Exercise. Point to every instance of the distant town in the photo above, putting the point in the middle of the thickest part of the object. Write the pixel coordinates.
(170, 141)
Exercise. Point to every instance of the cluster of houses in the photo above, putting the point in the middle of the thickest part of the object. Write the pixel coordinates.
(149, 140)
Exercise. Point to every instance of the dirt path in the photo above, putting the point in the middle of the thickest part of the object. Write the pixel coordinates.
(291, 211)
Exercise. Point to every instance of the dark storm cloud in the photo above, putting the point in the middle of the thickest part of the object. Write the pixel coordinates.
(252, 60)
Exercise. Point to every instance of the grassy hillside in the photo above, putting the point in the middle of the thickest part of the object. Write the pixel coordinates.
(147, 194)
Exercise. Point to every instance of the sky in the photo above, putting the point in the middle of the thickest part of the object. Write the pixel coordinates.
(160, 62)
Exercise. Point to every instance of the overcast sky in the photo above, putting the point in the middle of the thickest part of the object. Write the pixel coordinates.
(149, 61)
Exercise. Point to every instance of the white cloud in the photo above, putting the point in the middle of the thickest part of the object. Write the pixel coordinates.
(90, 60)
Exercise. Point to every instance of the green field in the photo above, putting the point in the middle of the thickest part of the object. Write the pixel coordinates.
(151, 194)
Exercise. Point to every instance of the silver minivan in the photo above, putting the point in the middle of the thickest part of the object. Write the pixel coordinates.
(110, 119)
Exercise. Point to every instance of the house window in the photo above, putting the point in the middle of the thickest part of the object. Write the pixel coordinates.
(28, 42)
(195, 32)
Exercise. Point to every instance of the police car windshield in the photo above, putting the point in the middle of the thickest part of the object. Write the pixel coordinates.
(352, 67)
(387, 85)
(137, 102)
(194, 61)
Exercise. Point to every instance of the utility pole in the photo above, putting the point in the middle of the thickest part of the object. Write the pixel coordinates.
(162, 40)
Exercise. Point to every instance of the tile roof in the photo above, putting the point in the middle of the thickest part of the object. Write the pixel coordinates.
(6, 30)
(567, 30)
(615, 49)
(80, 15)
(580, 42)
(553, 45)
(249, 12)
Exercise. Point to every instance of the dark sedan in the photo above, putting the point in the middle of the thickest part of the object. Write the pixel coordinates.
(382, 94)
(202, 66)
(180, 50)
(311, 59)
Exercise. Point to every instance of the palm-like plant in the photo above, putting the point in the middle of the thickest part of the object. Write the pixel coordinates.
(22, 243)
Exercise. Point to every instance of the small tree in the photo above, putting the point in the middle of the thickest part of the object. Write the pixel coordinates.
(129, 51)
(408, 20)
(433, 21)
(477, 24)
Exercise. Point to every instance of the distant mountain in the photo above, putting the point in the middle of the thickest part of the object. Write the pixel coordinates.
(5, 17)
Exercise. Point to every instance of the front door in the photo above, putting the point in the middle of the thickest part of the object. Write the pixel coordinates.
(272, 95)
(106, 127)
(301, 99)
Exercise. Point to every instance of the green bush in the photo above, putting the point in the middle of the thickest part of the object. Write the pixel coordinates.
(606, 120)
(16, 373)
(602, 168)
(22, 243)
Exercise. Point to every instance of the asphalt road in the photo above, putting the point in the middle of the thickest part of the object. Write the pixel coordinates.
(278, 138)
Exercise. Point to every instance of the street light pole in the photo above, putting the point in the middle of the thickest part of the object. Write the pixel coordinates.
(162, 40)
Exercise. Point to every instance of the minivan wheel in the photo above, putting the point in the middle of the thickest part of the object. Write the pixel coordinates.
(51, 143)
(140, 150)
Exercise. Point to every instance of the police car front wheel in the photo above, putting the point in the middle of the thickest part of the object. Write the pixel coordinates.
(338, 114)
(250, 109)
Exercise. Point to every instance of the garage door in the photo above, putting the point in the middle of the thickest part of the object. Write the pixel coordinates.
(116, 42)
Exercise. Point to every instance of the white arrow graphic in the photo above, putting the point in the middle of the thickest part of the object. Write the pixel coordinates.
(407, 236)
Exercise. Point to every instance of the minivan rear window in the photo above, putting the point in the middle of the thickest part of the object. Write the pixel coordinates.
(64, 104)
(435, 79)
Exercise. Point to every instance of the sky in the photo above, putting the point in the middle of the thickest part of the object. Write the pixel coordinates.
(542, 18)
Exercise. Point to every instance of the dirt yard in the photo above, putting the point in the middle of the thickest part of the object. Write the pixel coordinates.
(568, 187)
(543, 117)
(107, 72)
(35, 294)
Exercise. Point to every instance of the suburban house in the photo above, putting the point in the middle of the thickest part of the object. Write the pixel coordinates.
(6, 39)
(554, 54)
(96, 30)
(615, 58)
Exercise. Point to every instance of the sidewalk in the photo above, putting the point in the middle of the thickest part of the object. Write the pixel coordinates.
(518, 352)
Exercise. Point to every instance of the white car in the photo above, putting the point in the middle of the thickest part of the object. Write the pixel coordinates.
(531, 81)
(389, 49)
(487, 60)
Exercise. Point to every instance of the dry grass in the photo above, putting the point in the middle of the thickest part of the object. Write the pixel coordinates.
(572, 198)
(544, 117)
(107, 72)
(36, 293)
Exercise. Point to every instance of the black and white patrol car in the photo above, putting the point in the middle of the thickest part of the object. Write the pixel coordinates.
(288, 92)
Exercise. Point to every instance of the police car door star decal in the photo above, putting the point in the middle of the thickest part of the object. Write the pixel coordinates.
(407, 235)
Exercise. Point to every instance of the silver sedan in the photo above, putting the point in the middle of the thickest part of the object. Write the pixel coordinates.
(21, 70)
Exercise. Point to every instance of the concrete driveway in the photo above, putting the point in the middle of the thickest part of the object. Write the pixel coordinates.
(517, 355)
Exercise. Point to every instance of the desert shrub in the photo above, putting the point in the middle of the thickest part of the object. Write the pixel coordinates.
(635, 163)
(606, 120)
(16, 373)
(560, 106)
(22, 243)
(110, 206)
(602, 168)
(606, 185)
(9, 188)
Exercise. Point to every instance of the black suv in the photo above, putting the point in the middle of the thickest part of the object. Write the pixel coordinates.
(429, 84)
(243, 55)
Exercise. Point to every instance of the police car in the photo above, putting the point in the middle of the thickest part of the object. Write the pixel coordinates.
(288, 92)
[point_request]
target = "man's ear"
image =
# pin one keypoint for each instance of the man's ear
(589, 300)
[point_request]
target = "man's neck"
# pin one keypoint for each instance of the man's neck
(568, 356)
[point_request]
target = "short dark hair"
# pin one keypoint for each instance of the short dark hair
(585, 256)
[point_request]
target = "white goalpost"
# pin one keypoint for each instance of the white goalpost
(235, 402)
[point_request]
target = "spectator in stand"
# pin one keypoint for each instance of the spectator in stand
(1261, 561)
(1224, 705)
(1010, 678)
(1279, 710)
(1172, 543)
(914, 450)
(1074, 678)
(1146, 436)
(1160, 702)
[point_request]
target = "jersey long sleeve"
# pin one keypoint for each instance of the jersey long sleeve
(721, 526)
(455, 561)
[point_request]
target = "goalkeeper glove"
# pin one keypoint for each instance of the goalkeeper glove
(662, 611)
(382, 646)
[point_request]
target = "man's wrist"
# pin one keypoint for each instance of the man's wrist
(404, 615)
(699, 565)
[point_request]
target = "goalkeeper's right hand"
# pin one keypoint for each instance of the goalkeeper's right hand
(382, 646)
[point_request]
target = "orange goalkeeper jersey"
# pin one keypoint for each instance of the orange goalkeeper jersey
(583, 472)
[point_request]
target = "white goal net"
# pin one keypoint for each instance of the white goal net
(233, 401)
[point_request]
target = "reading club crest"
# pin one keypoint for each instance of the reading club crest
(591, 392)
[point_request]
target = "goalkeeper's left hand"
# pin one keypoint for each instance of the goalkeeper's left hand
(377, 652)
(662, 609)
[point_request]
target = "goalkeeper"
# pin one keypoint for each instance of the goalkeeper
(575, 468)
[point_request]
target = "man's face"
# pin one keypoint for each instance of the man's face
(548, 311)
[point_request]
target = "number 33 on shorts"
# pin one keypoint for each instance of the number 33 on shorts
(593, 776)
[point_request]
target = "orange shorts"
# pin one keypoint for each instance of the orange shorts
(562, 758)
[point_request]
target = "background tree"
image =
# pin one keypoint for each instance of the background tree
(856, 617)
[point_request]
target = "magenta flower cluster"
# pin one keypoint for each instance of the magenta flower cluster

What the task asks - Your answer should be every line above that contains the word "magenta".

Reply to the exercise -
target = "magenta flower cluster"
# pin one keypoint for each instance of the magenta flower cluster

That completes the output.